▸ Aim: Copy the data below word for word, starting with the line that contains "man's hand, a" and continuing through the last line of the data.

##### Record list #####

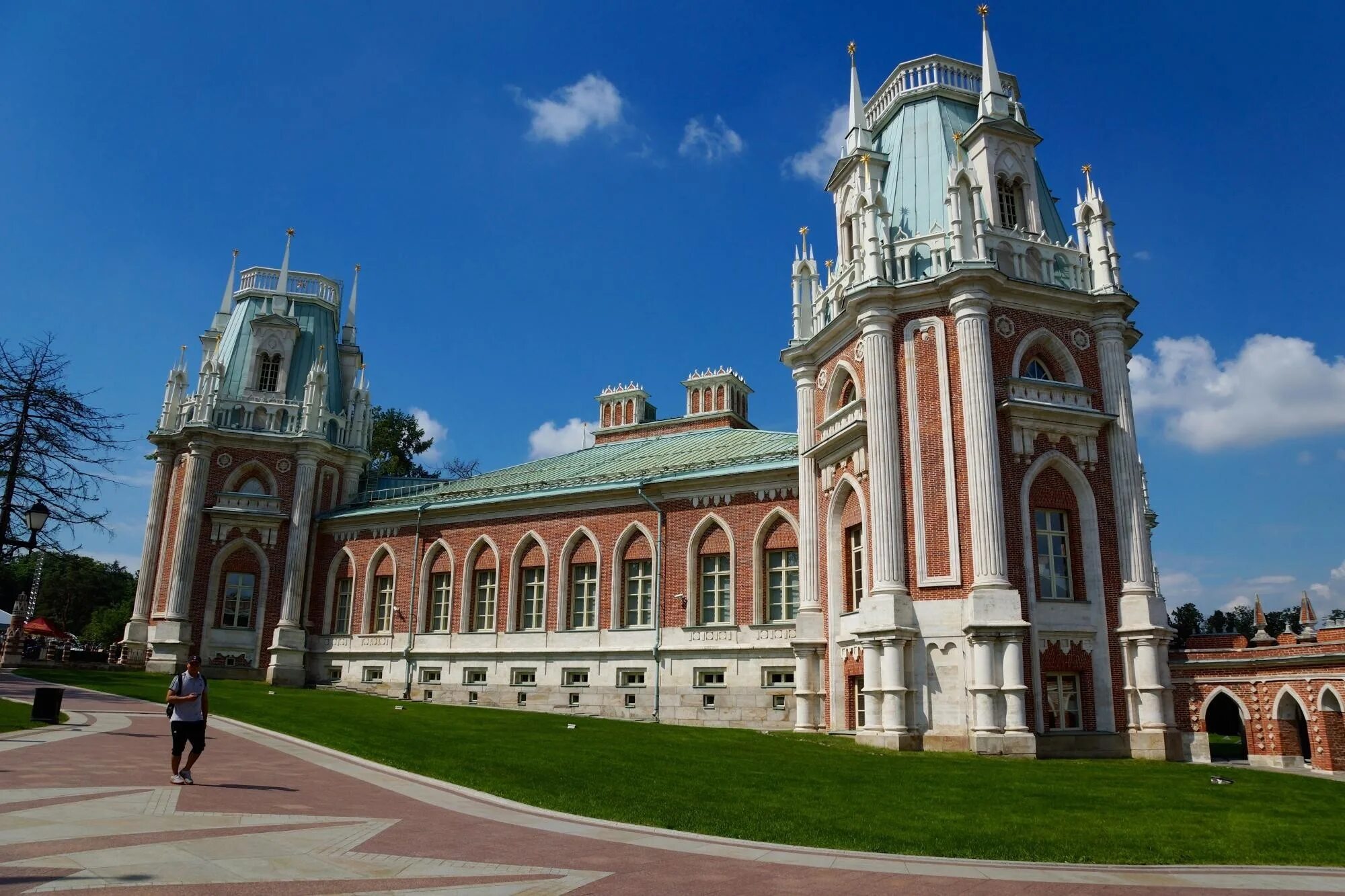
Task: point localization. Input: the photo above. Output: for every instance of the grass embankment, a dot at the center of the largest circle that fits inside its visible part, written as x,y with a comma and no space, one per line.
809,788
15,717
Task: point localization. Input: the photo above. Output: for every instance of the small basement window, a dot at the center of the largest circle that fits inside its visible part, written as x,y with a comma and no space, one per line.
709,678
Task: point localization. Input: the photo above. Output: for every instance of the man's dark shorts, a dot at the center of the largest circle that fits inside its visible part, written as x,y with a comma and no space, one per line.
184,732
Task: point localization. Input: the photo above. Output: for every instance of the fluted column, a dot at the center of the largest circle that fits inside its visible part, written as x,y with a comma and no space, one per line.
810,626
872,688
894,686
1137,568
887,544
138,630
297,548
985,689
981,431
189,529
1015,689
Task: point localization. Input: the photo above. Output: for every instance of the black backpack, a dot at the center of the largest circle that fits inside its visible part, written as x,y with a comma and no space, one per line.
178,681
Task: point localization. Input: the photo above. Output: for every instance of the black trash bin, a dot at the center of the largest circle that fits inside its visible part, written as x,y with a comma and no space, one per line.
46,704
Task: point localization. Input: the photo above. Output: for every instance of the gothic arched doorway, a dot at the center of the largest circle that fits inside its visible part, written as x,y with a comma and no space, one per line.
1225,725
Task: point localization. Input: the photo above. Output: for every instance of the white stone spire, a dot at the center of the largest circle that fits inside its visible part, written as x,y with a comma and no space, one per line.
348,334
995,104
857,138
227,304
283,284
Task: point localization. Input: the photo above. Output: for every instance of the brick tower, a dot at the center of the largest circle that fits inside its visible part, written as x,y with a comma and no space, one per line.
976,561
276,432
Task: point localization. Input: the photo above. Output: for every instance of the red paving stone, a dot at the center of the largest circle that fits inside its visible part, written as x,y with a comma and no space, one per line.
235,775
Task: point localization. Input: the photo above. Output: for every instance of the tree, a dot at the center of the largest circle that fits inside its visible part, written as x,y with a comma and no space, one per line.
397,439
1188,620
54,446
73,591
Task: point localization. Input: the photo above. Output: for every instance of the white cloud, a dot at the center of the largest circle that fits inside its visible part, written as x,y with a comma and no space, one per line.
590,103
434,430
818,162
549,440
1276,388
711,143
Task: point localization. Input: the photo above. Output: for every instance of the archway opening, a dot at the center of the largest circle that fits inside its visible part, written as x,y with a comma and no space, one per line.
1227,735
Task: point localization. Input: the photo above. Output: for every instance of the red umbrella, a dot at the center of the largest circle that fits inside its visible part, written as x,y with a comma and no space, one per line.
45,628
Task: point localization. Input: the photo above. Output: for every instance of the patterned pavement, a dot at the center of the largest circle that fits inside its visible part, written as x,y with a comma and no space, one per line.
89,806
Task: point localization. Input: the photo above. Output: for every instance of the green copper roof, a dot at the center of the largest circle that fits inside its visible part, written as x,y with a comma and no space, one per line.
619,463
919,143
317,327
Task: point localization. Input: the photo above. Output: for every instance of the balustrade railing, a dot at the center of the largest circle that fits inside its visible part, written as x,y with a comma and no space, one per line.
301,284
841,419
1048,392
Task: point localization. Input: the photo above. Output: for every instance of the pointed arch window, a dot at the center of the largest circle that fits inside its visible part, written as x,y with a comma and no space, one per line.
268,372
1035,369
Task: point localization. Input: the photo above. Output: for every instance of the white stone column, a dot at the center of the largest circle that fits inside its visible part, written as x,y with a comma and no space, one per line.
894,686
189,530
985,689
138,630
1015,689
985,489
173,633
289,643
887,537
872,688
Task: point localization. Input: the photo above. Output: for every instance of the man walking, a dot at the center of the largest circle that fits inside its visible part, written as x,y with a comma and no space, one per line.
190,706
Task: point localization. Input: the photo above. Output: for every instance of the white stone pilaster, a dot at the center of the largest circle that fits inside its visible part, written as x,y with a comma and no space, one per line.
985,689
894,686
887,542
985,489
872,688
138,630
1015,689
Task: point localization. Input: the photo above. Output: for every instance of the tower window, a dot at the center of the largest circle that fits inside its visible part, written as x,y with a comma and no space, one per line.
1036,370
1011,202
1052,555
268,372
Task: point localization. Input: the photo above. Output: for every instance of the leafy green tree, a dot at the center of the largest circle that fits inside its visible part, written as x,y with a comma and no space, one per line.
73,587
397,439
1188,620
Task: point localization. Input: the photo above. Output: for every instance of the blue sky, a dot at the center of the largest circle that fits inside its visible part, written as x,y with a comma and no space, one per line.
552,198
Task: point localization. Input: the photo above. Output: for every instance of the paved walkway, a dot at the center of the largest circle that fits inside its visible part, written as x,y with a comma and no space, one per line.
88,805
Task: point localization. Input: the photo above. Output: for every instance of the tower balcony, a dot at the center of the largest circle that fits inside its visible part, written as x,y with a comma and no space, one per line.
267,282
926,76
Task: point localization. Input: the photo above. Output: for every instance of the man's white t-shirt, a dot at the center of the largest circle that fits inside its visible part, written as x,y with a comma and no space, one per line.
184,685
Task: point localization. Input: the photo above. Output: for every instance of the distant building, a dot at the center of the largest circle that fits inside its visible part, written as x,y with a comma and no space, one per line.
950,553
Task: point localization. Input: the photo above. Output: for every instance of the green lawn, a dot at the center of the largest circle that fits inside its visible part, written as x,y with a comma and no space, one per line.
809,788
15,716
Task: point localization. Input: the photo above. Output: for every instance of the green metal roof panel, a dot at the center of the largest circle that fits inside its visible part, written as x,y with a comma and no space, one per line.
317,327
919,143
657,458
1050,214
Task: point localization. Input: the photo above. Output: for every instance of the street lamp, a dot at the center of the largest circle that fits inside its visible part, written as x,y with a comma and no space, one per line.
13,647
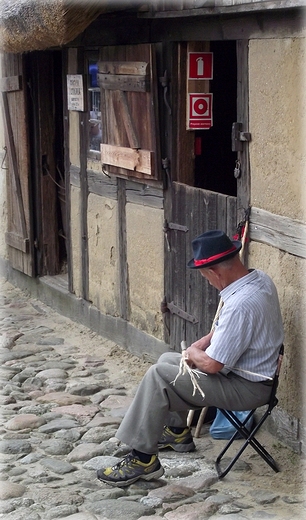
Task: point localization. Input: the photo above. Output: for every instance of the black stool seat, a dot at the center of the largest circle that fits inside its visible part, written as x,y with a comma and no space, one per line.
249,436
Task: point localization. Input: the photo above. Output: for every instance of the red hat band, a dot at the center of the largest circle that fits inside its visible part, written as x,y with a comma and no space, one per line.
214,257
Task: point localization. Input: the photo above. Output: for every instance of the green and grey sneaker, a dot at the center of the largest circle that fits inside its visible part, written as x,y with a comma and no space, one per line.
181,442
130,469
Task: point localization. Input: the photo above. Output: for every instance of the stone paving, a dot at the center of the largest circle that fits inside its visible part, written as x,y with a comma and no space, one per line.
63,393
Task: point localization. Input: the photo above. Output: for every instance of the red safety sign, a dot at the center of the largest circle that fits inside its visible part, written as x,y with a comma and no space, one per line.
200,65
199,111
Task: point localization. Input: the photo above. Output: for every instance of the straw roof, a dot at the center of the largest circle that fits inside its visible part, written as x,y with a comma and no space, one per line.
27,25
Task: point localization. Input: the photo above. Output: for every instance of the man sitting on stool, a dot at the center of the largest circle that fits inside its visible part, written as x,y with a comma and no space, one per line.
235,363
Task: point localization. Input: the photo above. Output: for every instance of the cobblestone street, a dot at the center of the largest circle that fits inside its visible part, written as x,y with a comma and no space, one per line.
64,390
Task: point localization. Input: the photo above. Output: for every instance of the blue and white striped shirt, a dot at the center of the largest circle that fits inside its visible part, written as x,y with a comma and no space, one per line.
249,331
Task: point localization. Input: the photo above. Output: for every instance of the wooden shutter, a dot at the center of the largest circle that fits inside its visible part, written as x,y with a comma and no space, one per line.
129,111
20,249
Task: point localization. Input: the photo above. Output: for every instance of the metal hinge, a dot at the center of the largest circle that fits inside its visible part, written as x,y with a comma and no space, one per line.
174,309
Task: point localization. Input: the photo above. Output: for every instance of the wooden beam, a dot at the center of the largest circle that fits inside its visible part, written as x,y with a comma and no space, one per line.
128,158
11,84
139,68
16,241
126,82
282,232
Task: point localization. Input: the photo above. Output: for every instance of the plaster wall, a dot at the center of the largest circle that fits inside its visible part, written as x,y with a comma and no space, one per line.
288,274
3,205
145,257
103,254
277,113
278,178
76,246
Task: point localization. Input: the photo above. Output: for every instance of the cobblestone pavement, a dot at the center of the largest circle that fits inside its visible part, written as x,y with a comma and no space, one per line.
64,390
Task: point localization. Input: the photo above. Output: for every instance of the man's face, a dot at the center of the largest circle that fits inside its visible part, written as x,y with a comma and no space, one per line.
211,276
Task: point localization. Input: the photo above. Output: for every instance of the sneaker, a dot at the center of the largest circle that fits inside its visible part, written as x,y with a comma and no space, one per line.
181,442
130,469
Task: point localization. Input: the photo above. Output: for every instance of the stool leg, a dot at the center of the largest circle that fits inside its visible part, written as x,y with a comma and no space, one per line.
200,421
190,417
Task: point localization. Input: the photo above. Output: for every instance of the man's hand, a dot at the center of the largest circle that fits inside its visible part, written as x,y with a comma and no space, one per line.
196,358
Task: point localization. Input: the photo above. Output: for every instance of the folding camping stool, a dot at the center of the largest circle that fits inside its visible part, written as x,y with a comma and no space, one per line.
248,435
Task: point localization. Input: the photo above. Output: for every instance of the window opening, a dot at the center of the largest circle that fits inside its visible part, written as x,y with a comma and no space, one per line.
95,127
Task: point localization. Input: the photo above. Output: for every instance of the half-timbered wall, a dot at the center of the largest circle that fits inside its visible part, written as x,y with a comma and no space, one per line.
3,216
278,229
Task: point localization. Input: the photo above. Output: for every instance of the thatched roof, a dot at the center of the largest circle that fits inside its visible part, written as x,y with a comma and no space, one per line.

#####

▸ Answer to this exercise:
Task: point localization. Input: the photo above. Output: for every instance of the man's hand, a dot at the center of the largest circle that fits inside its visible part, written as x,y with a comma and no space, one per line.
196,358
Task: point localization. Input: the photo above. Output: for every instance of the folding camping stool, a dot at the center of the largest circle that fits inside its visible part, written as x,y with a comma and no space, one per line.
248,435
Task: point localization. Input: the photo above. Output: for every instance of the window opening, a dot at the center of the largest circle that fits inside its visible part, written as x,y with a comma and no space, one per line.
95,127
Task: point localization. Input: the photo above. Output: for every instance of the half-timbered wall, a dot at the center of the largest circle that fits inside its visible part, written as x,y with a comma and no space, one per line.
3,216
278,229
Task: point localization. Input: the photo above. Output: for every instance of the thatched roof, a dot at the center of the largest circle that fits inside its visible part, written as x,y with a comma and no space, one per line.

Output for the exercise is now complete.